Available records START

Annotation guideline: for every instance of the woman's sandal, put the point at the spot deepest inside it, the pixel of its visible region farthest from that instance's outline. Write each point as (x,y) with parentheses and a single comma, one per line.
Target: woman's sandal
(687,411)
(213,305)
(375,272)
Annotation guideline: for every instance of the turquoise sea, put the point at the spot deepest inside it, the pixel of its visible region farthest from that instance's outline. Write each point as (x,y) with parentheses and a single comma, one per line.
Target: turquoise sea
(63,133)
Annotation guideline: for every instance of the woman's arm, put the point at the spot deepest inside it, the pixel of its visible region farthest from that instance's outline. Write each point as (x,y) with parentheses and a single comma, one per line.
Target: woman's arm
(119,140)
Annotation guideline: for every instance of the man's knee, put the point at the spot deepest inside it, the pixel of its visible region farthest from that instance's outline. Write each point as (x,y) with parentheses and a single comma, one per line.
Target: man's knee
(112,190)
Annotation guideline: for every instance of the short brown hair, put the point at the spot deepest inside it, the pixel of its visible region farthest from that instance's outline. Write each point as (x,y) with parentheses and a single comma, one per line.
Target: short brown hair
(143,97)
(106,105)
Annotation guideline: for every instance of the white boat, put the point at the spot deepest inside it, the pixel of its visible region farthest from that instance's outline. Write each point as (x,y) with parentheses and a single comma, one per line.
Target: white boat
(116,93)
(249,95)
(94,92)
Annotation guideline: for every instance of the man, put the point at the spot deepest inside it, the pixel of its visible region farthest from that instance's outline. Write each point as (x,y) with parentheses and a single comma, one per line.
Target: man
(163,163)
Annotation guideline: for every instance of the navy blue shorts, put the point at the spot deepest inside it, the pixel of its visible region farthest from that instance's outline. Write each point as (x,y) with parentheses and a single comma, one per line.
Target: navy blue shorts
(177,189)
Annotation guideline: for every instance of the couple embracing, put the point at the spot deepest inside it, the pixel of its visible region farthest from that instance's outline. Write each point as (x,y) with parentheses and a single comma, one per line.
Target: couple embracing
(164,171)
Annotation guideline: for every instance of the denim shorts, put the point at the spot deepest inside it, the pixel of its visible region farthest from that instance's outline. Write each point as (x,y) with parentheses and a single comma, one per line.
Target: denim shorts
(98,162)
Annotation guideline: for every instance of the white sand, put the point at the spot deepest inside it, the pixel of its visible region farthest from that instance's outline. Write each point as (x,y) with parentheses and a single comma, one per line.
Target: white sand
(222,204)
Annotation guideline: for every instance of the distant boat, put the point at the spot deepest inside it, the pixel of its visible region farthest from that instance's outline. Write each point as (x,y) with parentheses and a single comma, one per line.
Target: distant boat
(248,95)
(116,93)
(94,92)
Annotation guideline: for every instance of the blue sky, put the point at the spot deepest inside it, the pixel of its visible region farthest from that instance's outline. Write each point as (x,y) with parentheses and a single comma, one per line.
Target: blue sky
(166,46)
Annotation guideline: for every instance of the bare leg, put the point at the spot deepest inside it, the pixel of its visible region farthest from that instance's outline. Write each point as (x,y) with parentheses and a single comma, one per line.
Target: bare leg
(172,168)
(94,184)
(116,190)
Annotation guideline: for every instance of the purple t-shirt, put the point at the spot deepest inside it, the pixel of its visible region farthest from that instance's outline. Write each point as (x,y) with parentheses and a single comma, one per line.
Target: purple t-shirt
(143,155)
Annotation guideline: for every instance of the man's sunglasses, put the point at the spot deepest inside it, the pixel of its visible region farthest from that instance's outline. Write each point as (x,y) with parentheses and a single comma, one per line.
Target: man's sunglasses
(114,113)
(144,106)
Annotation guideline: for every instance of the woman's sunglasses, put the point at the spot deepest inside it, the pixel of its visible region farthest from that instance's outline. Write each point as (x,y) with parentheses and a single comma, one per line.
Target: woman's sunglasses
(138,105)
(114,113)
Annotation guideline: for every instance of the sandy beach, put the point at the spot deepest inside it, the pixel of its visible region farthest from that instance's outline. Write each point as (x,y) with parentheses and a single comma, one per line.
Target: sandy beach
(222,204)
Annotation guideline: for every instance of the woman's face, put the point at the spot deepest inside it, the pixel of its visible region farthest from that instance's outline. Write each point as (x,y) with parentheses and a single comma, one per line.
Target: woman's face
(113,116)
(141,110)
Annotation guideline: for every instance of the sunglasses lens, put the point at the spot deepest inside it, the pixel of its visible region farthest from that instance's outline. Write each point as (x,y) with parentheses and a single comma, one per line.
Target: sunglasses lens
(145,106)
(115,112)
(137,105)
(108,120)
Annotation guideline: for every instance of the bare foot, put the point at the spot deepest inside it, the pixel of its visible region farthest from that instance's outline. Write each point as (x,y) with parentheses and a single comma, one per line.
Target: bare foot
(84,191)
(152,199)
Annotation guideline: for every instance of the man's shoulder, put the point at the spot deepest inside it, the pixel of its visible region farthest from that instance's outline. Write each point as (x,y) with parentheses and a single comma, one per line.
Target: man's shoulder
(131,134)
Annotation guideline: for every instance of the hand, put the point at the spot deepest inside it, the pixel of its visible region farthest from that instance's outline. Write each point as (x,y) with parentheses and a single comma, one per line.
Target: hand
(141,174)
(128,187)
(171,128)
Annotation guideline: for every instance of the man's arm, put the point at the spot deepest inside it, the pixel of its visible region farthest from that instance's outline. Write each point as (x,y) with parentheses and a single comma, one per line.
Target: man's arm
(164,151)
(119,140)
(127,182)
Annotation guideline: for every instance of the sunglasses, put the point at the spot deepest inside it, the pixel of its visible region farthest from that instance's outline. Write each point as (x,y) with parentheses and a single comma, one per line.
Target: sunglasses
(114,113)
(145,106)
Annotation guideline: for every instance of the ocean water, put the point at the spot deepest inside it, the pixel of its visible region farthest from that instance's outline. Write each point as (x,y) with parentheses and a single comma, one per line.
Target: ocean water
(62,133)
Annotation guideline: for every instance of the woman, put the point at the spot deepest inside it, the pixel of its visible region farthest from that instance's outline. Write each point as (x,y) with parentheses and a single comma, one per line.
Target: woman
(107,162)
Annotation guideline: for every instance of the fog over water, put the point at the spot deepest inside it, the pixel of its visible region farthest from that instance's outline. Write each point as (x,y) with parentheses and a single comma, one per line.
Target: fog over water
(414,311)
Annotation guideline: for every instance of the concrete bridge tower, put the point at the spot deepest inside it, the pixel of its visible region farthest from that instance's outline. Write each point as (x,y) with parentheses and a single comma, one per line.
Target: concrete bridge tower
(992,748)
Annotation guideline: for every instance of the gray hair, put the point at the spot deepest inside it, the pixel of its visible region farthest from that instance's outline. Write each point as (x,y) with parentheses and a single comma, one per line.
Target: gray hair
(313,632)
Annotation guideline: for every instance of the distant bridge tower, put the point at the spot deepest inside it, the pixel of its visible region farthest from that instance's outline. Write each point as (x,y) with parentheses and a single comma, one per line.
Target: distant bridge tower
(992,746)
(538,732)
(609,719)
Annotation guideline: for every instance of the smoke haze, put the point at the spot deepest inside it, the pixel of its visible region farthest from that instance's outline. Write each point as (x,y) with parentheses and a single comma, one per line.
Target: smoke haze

Available records END

Transcribe the lines from the first line of the records through the line that contains "Annotation guideline: for every instance of the white boat, put", both included, and add nothing else.

Problem solution:
Annotation guideline: for every instance of the woman's sandal, put the point at the spot deepest inside it, the pixel of its visible region farthest from that instance's outline. Write each point as (x,y) with parentheses and a single comma, one per line.
Target: woman's sandal
(687,411)
(213,305)
(375,272)
Annotation guideline: for every instance of the turquoise sea, put the point at the spot deepest inside it, the pixel of its visible region farthest from that instance's outline. Write each point as (x,y) with parentheses and a single comma, one per line.
Target: turquoise sea
(63,133)
Annotation guideline: for every instance of the woman's arm, put the point at the spot deepest inside it, the pixel of its visible region farthest from that instance's outline. Write each point as (x,y) with parentheses and a single comma, one per line.
Target: woman's arm
(119,140)
Annotation guideline: for every instance of the man's knee, put the point at the spot deepest inside it, the pixel of its visible region farthest from that instance's outline. Write each point as (x,y) with parentheses and a single comma, one per line.
Target: man's knee
(112,190)
Annotation guideline: for every instance of the short brown hair, put the point at the spot deepest inside it, the pixel of its visible region farthest from that instance's outline. Write each point as (x,y) with parentheses and a single comma, one per line.
Target: short brown hair
(143,97)
(106,105)
Annotation guideline: for every instance of the white boat, put the point at the spot deepest inside it, the pixel of its visible region farthest from that instance's outline. Write each point as (x,y) with parentheses and a single comma, one per line.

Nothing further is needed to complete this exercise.